→ **What is being asked**: Output all records verbatim.

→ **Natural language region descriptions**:
== Segment start ==
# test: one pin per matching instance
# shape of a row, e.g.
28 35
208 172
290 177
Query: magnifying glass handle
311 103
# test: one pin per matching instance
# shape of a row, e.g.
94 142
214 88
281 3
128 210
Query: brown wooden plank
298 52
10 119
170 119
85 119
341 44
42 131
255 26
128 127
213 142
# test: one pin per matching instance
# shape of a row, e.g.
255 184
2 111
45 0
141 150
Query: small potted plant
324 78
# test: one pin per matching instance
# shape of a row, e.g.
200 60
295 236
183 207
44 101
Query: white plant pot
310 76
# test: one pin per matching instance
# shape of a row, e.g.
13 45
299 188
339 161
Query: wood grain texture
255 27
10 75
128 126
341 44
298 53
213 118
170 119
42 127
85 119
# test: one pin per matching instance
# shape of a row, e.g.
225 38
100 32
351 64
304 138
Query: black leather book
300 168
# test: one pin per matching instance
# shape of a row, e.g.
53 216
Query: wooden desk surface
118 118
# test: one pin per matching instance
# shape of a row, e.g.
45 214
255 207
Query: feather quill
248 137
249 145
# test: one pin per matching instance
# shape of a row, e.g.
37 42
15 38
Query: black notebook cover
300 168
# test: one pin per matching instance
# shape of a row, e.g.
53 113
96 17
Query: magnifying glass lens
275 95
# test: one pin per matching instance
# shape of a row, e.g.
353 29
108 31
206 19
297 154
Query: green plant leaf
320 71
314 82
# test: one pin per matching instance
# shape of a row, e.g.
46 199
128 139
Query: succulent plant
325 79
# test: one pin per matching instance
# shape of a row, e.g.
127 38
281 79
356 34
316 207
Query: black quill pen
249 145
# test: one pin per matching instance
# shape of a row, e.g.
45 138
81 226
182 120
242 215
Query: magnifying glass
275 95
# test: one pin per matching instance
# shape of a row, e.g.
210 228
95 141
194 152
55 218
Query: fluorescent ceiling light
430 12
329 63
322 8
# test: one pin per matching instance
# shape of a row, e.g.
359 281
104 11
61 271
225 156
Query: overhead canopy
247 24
== Segment end ==
→ **Solved problem**:
# test: one pin per matching instance
# shape of a row, e.g.
28 35
208 172
290 177
Query: magnifying glass handle
311 103
# test: one pin per matching instance
# shape of a row, e.g.
94 142
214 88
281 3
128 210
Query: brown wooden plank
298 52
10 119
170 119
85 119
341 44
42 131
255 26
128 127
213 142
# test: one pin per matching instance
# shape of a row, e.g.
255 184
2 111
45 0
141 150
Query: small potted plant
324 78
# test: one pin per matching instance
# shape of a row, e.g.
200 60
295 236
183 207
44 101
Query: white plant pot
310 76
# test: one pin per matching instance
# shape of a row, e.g.
13 45
299 188
339 161
Query: wood grain texture
255 27
10 75
128 126
341 44
298 53
213 118
170 119
42 127
85 119
# test: one pin per matching instance
# shape of a row, e.g.
225 38
100 32
351 64
304 138
Query: black leather book
300 168
# test: one pin per matching instance
# shape of a row, e.g.
53 216
Query: wooden desk surface
118 118
# test: one pin per matching instance
# shape of a row, e.g.
45 214
255 207
Query: feather quill
248 137
249 145
# test: one pin per matching instance
# shape of a row, e.g.
37 42
15 38
Query: black notebook cover
300 168
# test: one pin per matching instance
# shape of a row, e.g.
53 113
96 17
Query: magnifying glass lens
275 95
# test: one pin per matching instance
# shape of a row, e.g.
353 29
108 31
206 19
297 154
Query: green plant leaf
320 71
314 82
# test: one pin per matching instance
# shape of a row, e.g.
46 199
128 139
Query: succulent plant
325 79
# test: one pin per matching instance
# shape of a row, e.g.
127 38
281 79
356 34
316 207
Query: black quill pen
249 145
# test: one pin per matching instance
# shape of a row, e.g.
45 138
81 226
182 120
242 215
Query: magnifying glass
275 95
# test: one pin per matching instance
# shape of a row, e.g.
210 228
95 141
194 152
55 218
Query: fluorescent ceiling light
430 12
329 63
322 8
# test: one pin per matching instance
# shape of a row, e.g.
359 281
104 11
61 271
225 156
Query: overhead canopy
247 24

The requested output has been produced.